Work instructions
Copy the material below with every "hooded jacket" swapped for "hoodie" and nothing else changed. Leave the pictures out.
>> start
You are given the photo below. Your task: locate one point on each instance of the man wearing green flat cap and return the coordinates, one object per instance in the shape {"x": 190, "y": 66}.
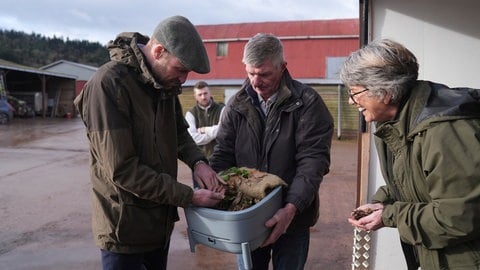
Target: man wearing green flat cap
{"x": 136, "y": 131}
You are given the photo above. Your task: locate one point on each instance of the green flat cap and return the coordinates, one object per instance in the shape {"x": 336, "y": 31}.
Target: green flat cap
{"x": 178, "y": 35}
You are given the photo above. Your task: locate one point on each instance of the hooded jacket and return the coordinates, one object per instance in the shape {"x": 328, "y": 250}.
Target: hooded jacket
{"x": 430, "y": 159}
{"x": 292, "y": 142}
{"x": 136, "y": 132}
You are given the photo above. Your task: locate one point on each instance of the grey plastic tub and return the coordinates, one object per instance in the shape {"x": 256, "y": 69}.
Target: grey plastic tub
{"x": 236, "y": 232}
>> end
Reply to the exercise
You are given the photo below. Your task: locate one point on each instance of the man wearing green flat cap and return the coordinates, one object per instance in the shape {"x": 190, "y": 66}.
Target: man wearing green flat cap
{"x": 136, "y": 131}
You are given the photo above. Your task: locate one point on each instance of the green flat cap and return the coordinates, one object per instance in the shape {"x": 336, "y": 31}.
Target: green flat cap
{"x": 178, "y": 35}
You are given the photo above. Your task: locate one point on each instance of the hoodie and return the coordinates, one object per instance in the shape {"x": 328, "y": 250}.
Target: hoodie
{"x": 430, "y": 159}
{"x": 292, "y": 142}
{"x": 136, "y": 132}
You are given the photo above. Your task: locate one point on each instance of the grey plastic tub and return the coordinates, one object per instance in the shape {"x": 256, "y": 69}.
Target: grey plastic tub
{"x": 236, "y": 232}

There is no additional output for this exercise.